Standard Sofa Dimensions (in Feet, cm and Inches)
There is no single standard sofa size. There's a standard range, and then a hundred reasons a real sofa falls outside it. Arms, back height, seat depth, brand: they all move the numbers.
Before the sizes, let's fix what each measurement actually means, because half the confusion comes from people comparing different numbers and thinking they're the same one.
What the measurements mean
We'll use our TEDDY Sofa as the reference.
It's a clean example at 200 x 100 x 70 cm (6′7″ x 3′3″ x 2′4″), and every term below points at a real part of it.

- Width: side to side, the longest horizontal run. TEDDY Sofa: 200 cm (6′7″).
- Depth: front to back, from the front edge of the seat to the back of the sofa. TEDDY Sofa: 100 cm (3′3″).
- Height: floor to the top of the backrest. TEDDY Sofa: 70 cm (2′4″).
- Seat height: floor to the top of the seat cushion, the number that decides how easy it is to sit down and stand up. TEDDY Sofa: 34 cm (1′1″), low and loungy.
Two more you'll meet further down:
- Seat depth (front to back of the usable seat, not the whole sofa)
- Arm height (floor to the top of the arm). Those stay fairly constant across sizes, so they get their own section.
When you read any sofa spec, the order to expect is width x depth x height.
Standard sofa dimensions at a glance
Every size in one place, centimetres first with feet alongside.
EU (centimetres)

------------------------

→ **PROMPT A**
Name each measurement term that the sofa dimensions text defines.
The records that follow are unrelated to the sofa dimensions text.

→ **INFORMATION PROVIDED**
------------------------

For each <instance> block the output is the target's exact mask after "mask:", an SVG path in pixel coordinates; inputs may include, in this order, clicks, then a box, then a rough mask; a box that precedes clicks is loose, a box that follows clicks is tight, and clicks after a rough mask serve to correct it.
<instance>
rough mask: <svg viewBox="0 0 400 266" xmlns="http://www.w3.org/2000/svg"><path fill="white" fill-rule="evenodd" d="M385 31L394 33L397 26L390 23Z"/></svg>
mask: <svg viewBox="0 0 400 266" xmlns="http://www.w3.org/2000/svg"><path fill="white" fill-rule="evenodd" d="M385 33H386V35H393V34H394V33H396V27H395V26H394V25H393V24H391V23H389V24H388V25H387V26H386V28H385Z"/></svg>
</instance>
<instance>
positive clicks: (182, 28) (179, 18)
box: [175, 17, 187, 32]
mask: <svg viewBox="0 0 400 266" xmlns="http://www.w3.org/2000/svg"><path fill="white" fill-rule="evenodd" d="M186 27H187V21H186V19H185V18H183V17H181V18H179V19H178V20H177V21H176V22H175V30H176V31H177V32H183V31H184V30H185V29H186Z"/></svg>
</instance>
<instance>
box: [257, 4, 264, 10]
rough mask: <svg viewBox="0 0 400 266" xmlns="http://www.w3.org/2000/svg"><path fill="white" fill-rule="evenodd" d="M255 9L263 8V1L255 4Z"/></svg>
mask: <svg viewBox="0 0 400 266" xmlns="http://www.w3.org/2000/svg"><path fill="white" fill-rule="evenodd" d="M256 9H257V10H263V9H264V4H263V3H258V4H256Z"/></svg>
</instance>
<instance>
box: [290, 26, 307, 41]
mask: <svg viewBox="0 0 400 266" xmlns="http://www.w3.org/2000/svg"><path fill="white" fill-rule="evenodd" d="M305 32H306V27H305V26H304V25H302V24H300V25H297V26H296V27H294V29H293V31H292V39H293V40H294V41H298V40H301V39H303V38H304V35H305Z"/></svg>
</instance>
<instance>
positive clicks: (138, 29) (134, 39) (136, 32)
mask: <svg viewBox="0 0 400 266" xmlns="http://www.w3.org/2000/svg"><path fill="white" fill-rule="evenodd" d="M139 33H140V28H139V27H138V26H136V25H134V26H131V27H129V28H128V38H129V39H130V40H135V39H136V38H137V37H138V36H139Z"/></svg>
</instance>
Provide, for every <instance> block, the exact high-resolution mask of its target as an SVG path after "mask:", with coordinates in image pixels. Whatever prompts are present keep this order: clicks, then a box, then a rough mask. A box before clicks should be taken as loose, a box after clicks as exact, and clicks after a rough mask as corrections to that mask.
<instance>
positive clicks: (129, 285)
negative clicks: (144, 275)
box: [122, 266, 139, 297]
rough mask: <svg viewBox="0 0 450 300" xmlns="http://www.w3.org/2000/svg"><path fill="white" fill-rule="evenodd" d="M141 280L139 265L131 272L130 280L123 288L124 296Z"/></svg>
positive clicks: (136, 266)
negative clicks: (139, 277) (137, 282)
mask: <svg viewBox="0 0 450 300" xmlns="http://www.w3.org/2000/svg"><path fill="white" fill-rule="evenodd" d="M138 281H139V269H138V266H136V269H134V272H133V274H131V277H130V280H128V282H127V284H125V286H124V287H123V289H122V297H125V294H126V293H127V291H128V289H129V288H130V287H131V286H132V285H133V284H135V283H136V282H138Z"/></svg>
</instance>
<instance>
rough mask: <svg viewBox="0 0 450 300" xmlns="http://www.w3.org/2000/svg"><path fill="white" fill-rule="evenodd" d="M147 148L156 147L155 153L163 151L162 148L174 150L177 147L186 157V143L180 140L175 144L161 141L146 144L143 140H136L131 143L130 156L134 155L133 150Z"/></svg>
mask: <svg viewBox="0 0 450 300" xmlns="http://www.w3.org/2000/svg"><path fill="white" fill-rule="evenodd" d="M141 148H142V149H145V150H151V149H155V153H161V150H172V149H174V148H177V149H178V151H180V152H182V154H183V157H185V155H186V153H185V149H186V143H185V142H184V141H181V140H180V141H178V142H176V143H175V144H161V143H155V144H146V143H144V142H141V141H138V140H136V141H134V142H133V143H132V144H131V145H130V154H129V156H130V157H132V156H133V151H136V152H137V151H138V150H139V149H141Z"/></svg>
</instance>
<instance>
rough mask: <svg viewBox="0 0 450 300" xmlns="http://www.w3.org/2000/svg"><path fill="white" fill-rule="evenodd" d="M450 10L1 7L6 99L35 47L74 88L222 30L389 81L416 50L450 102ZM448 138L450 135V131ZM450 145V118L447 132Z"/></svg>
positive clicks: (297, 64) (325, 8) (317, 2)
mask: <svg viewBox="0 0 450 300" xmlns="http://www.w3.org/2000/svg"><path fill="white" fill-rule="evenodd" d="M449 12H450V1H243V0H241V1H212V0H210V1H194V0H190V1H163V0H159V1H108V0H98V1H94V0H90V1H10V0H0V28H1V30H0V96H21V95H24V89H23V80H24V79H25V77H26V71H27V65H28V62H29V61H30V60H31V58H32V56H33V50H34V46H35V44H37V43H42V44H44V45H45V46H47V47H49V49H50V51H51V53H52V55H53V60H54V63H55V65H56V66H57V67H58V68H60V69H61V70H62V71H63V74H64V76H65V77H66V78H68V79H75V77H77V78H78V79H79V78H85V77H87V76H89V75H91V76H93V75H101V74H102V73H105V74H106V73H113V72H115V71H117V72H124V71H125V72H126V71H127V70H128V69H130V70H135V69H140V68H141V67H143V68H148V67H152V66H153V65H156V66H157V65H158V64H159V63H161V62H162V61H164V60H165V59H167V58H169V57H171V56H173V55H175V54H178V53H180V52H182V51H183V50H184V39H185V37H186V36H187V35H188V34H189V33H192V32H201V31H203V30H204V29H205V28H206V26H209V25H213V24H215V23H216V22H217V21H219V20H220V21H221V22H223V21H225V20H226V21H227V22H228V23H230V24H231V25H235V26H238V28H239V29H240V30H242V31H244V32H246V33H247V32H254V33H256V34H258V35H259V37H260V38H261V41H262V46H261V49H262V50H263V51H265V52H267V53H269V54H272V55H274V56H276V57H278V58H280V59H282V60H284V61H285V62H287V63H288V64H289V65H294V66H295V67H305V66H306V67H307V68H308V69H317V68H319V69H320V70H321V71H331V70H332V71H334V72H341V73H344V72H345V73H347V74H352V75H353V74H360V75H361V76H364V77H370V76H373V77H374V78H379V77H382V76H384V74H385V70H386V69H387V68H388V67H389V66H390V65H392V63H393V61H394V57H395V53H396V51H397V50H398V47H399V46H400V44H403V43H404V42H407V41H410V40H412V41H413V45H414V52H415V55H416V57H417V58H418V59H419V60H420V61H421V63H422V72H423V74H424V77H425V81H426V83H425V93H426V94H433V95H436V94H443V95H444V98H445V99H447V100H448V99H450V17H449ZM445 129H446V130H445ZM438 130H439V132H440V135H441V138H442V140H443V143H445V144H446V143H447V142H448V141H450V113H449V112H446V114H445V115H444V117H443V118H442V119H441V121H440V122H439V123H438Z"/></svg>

------------------------

→ **PROMPT B**
Transcribe the portion of the records that opens with the line containing "280L139 265L131 272L130" and closes with the line containing "positive clicks: (136, 266)".

→ **EXPECTED ANSWER A**
- Width
- Depth
- Height
- Seat height
- Seat depth
- Arm height

→ **EXPECTED ANSWER B**
rough mask: <svg viewBox="0 0 450 300" xmlns="http://www.w3.org/2000/svg"><path fill="white" fill-rule="evenodd" d="M141 280L139 265L131 272L130 280L123 288L124 296Z"/></svg>
positive clicks: (136, 266)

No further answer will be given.